What you will do: Among the entries below, please repeat exactly and only the lines from the line containing "drop a point: the man's lips" to the line containing "drop a point: the black laptop lid", both lines included.

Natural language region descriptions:
○ ○ ○

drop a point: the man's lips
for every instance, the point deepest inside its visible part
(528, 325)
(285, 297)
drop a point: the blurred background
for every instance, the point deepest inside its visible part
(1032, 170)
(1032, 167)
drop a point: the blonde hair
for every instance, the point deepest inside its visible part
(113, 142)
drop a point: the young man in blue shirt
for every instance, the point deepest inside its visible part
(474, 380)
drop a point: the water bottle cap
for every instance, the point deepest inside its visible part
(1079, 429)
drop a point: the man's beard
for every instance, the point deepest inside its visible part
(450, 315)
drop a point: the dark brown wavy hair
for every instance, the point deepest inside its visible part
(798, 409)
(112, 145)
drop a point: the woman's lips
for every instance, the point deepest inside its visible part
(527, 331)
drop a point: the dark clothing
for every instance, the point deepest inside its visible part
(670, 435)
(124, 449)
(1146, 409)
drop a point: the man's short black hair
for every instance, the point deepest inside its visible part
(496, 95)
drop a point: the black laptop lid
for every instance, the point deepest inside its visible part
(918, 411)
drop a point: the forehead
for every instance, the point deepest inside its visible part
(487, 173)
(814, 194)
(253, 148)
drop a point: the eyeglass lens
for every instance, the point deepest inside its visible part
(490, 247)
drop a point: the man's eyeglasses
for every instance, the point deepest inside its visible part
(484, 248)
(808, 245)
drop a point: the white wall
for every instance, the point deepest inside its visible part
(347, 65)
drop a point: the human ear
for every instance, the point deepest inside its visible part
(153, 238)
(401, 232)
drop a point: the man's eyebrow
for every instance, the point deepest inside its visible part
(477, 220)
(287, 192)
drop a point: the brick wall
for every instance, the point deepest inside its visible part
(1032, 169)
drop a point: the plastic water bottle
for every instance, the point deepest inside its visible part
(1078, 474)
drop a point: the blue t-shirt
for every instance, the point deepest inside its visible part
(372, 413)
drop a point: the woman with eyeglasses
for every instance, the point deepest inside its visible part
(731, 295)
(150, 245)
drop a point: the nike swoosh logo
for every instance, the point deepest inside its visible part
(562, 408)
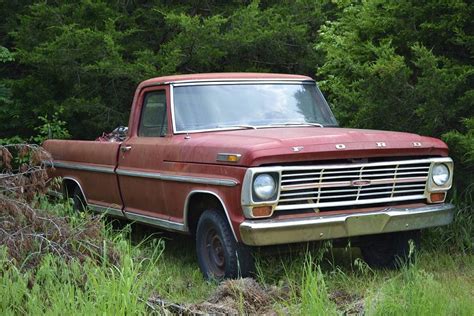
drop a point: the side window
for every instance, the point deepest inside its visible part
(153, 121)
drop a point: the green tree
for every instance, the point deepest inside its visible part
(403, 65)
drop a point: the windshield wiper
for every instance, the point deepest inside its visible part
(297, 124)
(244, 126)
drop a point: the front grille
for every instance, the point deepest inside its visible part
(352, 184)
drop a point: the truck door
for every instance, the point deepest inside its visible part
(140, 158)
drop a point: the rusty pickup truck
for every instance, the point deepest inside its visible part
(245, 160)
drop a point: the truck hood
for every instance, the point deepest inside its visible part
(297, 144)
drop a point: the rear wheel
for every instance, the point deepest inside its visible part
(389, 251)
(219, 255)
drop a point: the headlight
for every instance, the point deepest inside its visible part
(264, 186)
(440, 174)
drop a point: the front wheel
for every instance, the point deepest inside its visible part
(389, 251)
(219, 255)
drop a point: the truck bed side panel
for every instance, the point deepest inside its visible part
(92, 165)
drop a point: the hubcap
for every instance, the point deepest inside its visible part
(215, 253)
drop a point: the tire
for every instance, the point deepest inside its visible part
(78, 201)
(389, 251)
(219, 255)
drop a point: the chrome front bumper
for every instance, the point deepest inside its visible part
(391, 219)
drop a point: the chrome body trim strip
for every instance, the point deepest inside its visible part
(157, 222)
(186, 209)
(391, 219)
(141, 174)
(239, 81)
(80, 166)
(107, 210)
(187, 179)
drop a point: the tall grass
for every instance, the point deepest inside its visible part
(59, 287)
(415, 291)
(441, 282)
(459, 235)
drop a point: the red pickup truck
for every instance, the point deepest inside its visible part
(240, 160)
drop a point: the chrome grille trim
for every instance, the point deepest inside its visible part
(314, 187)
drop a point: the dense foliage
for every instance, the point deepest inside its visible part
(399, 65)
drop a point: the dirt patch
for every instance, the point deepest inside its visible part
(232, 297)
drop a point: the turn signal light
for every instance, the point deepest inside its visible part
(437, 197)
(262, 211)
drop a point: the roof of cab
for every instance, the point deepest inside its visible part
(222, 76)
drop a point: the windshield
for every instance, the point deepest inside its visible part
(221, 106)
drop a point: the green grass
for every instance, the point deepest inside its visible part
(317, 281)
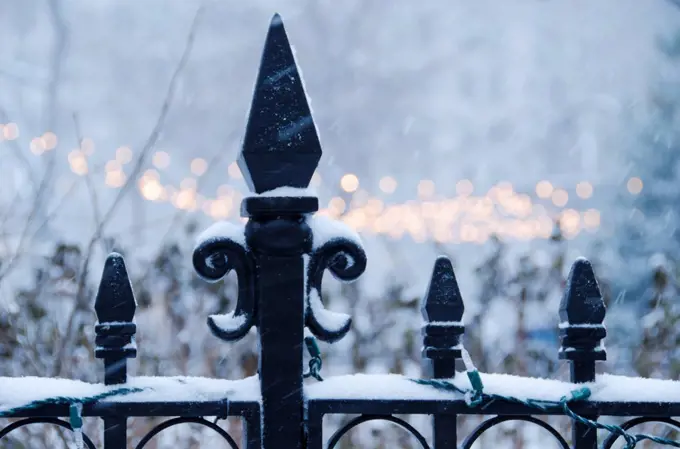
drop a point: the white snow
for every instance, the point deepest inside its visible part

○ ○ ○

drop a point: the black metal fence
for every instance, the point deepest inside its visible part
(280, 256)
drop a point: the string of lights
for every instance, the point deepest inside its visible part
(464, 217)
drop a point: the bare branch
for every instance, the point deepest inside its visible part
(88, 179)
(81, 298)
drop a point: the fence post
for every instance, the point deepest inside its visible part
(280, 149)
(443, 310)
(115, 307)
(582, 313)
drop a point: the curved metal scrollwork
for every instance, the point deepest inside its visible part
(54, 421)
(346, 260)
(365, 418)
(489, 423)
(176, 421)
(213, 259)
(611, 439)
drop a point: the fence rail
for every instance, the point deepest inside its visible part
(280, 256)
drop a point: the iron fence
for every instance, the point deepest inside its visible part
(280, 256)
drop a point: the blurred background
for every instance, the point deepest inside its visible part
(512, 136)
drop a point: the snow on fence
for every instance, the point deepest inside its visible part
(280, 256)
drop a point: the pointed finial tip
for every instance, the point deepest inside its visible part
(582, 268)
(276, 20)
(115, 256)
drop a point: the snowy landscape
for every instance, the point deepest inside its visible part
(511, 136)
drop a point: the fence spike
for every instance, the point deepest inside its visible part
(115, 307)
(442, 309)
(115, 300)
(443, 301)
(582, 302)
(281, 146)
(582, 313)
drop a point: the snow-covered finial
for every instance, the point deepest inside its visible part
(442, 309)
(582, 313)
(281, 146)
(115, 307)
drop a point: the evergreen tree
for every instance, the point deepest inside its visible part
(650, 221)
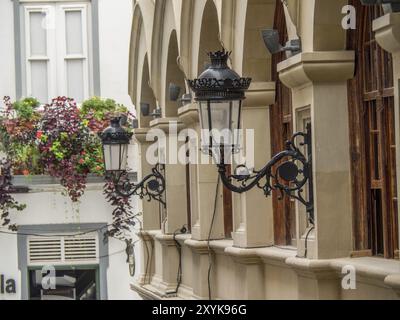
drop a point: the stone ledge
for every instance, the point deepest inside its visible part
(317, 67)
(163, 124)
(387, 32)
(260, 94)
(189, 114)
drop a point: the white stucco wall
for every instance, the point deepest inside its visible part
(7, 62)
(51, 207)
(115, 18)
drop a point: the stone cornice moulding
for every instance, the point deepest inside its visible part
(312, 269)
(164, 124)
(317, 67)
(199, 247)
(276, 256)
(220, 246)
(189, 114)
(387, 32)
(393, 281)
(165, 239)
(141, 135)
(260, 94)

○ ○ ○

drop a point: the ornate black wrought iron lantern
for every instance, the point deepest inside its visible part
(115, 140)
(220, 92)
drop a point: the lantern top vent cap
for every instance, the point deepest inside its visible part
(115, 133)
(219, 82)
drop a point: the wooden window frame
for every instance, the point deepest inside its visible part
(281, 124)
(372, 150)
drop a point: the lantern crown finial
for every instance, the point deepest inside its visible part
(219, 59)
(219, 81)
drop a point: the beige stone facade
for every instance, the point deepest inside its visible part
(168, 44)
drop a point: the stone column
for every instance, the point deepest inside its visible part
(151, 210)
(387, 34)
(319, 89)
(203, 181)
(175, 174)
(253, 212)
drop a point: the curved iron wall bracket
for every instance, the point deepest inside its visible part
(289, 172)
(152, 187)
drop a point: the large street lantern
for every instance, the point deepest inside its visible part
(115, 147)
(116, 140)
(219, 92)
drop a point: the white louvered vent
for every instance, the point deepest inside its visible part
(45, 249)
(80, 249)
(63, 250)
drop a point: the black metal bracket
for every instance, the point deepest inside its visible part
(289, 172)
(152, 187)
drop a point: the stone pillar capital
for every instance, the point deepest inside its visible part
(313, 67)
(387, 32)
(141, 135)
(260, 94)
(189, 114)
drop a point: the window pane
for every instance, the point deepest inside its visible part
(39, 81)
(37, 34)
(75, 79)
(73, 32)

○ ○ ○

Task result:
drop a point: the man's lips
for every instance, the point deepest inside its visible part
(528, 325)
(285, 297)
drop a point: the blurred background
for every instance, the point deepest inside its visible part
(1032, 170)
(1032, 167)
drop a point: the blonde hair
for every instance, the point deepest inside its visible part
(113, 142)
drop a point: the young man in blue shirt
for every instance, the point deepest inside its visible part
(474, 380)
drop a point: the water bottle cap
for every instance, the point deepest inside its visible part
(1079, 429)
drop a point: the man's beard
for every instance, the point deepest inside its visible part
(450, 315)
drop a point: the dark brown wavy hair
for every instance, the point deepest inside its visible part
(798, 409)
(112, 145)
drop a point: the woman's lips
for every instance, the point deepest inside its visible part
(527, 331)
drop a point: the dark clothing
for every instance, the point deepest inside its visible part
(670, 435)
(124, 449)
(1146, 409)
drop a point: the man's short black hair
for every instance, the point deepest inside its visible part
(496, 95)
drop a point: the black laptop lid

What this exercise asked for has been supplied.